#### Exercise directions:
Word for word, copy all of the entries.

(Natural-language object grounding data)
++++++

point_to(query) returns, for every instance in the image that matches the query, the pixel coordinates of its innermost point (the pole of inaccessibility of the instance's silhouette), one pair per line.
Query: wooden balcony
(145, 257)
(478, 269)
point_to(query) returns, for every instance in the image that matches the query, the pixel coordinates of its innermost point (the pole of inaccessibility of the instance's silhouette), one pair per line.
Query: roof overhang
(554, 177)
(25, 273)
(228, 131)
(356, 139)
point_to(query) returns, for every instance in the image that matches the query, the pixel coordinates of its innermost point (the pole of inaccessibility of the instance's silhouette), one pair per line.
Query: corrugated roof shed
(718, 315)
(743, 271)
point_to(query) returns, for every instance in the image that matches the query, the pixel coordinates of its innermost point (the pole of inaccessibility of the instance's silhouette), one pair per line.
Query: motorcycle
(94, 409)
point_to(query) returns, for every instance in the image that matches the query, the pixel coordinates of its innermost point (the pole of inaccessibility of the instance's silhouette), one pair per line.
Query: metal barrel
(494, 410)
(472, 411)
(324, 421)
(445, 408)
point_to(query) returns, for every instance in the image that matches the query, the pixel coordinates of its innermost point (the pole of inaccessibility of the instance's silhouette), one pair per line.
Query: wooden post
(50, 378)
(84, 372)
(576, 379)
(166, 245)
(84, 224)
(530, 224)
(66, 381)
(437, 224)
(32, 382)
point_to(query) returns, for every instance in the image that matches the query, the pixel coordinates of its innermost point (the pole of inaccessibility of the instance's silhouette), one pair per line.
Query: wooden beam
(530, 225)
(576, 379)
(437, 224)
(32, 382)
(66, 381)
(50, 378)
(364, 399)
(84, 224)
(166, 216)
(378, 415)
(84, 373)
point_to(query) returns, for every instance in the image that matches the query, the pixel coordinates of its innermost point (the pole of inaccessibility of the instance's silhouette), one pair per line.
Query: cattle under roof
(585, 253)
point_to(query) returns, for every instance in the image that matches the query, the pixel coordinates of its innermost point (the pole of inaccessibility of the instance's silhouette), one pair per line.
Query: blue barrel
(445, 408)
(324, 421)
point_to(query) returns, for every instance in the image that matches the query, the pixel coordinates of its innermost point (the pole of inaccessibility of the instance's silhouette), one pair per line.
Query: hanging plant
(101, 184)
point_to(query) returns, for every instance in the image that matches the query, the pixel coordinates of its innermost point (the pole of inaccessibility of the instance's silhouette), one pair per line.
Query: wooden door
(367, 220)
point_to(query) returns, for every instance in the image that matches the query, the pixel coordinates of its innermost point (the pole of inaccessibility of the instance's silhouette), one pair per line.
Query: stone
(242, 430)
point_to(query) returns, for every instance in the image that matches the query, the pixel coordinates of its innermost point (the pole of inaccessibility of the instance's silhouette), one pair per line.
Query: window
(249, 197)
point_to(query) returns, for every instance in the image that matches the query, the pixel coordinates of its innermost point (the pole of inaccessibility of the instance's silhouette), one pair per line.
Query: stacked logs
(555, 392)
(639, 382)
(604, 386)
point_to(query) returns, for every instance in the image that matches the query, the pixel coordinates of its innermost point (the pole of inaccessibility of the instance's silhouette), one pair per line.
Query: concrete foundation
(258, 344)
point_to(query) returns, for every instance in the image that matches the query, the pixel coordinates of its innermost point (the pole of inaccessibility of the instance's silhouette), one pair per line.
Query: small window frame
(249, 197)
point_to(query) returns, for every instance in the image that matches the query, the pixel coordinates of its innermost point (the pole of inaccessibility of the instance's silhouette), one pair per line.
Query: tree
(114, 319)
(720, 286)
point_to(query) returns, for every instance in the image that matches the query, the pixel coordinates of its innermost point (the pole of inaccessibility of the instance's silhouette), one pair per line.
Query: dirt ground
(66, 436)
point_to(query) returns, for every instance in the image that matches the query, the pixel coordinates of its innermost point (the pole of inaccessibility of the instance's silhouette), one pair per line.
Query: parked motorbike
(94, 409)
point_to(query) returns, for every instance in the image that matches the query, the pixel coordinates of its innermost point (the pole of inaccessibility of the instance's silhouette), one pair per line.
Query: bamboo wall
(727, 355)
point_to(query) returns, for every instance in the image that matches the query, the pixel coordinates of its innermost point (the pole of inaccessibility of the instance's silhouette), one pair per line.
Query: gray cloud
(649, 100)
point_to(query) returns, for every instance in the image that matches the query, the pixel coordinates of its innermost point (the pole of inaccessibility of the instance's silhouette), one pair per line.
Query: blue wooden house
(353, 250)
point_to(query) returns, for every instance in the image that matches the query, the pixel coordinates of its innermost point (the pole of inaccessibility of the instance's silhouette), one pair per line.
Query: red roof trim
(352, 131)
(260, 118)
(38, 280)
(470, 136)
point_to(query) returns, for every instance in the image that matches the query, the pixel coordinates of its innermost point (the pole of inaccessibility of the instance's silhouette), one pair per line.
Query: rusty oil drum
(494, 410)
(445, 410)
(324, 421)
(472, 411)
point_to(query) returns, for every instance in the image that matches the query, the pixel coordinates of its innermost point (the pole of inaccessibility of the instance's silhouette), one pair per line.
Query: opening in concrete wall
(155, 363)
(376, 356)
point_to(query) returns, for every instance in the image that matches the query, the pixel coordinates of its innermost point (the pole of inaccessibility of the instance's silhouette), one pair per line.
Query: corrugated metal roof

++++++

#### Exercise answer:
point_to(query) returns, for every instance in the image that matches the query, the pixel coordinates of its innermost point (the pole of inaccessibility of the instance's silhouette), one pair per line.
Query: wooden balcony
(145, 257)
(478, 269)
point_to(query) returns, for every instance in the image that matches the query, the pixel coordinates of its innermost point (the pole of inaccessibility of the instance's silhouette), one pair per line.
Query: roof overhang
(554, 177)
(25, 273)
(228, 131)
(356, 139)
point_to(query) returns, for every instance in the image that matches the query, the pixel coordinates of its innermost point (the pole of inaccessibility of the instance's silhouette), one pair per line.
Query: corrugated roof shed
(718, 315)
(743, 271)
point_to(query) returns, for every instance in the image that matches the query, the pixel coordinates of its innermost point (the pole of inaccessibility of the instance's silhouette), one pair per line.
Query: motorcycle
(94, 409)
point_to(query) returns, for every instance in the image that matches the query, the pixel coordinates of its innermost point (the pole of inaccessibility of the instance's silhouette), one pair per line.
Query: metal barrel
(494, 410)
(472, 411)
(324, 421)
(445, 408)
point_to(query) returns, for every instance in the image that matches the query, the pixel coordinates of its innermost point (the pole of inaccessibility of the instance's silhouette), one pair per line.
Query: wooden post
(50, 378)
(84, 372)
(576, 379)
(166, 245)
(84, 224)
(530, 224)
(66, 381)
(437, 224)
(32, 382)
point_to(query) returns, for every instance in the image that matches the query, the pixel coordinates of its innermost point (the pole of inaccessibility of the instance's silhouette), one pair per line.
Query: wooden beam
(530, 225)
(576, 379)
(437, 224)
(32, 382)
(66, 381)
(50, 378)
(364, 399)
(84, 224)
(166, 216)
(378, 415)
(84, 373)
point_to(query) returns, for every instance in the image that matches the query, the pixel coordinates of its innermost point (the pole of inaccessibility of the instance's silhouette), one pair per line.
Query: cattle under roof
(585, 253)
point_to(query) returns, for every instance in the image that matches the query, the pixel coordinates of its innermost point (the pole of inaccessibility of the instance's silhouette), one pair per line.
Query: blue barrel
(445, 408)
(324, 421)
point_to(query) returns, for every instance in the image that matches the query, the pixel coordinates of its innermost point (the pole of inaccessibility of the instance's silhouette), one pair per line.
Query: hanging plant
(101, 184)
point_to(query) returns, for every instance in the image that matches the query, the pixel coordinates of its innermost point (the pole of inaccessibility of the instance's silhouette), one pair per line.
Query: wooden door
(367, 220)
point_to(query) returns, for every instance in the image that matches the query, the pixel coordinates of its innermost point (the pole of inaccessibility of the instance's silhouette), one pair per line.
Query: stone
(242, 430)
point_to(query) returns, for every instance in the image that matches the query, the pixel coordinates of its innermost point (the pole of inaccessibility of the instance's silhouette), one pair per line.
Query: window
(249, 197)
point_to(query) returns, for every instance in the image that matches the query, the pixel coordinates of its innermost point (the pole of inaccessibility of the instance's silhouette), one pair per line.
Query: stacked logs
(555, 392)
(639, 382)
(604, 386)
point_to(query) returns, for every instance in the image that matches the query, the pixel coordinates of its innermost point (the pole of inaccessibility of the instance's silhouette), one pair per line.
Query: concrete foundation
(258, 344)
point_to(query) returns, for every instance in the image that matches the query, the pixel coordinates of its innermost point (the pole of inaccessibility of the instance's silhouette), one pair per line.
Query: small window frame
(249, 197)
point_to(query) returns, for every instance in the image that matches the query, the pixel coordinates of its innermost point (the pole of inaccessibility of the instance's silhouette), one pair per line.
Query: tree
(114, 319)
(720, 286)
point_to(query) returns, for every instance in the image that matches the query, the pixel coordinates of its innermost point (the pole of inaccessibility of the instance's silhouette), one pair per line.
Query: dirt ground
(66, 436)
point_to(query) returns, for every instance in the image that matches the query, the pixel coordinates of its innermost point (the pole of inaccessibility of the instance's silhouette), one pair per line.
Query: parked motorbike
(94, 409)
point_to(query) returns, for every instance in the image that matches the query, the pixel coordinates of its innermost point (the pole of inaccessibility of the instance's silhouette), one pair per line.
Query: bamboo wall
(727, 355)
point_to(query) returns, for every instance in the image that matches the query, the pixel coordinates of its innermost point (the pole of inaccessibility of the instance's silhouette), one pair per line.
Query: gray cloud
(649, 100)
point_to(query) returns, for every instance in the image that matches the query, the pixel coordinates of its innermost point (the pole of inaccessibility of the instance's silhouette), one pair per line.
Query: blue wooden house
(353, 250)
point_to(query) returns, for every instance in the image that matches the query, the pixel coordinates of its innermost point (the pole of inaccessibility of the instance's silhouette), one pair per line.
Query: red roof trim
(352, 131)
(260, 118)
(38, 280)
(470, 136)
point_to(query) returns, for every instance in the image that matches the query, the pixel coordinates of its innermost point (the pole of inaccessibility of the instance's silhouette), one pair per line.
Query: rusty oil drum
(494, 410)
(445, 410)
(324, 421)
(472, 411)
point_to(query) returns, for every instance in the image that matches the query, the pixel coordinates of its innermost point (the pole of inaccessibility of the instance's silhouette), one pair per line.
Query: opening in concrete wall
(155, 363)
(376, 356)
point_to(query) returns, for every instance in the image that matches the query, the pixel coordinates of its innermost point (the pole of inaccessibility of the instance's silhouette), one pair per line.
Query: corrugated metal roof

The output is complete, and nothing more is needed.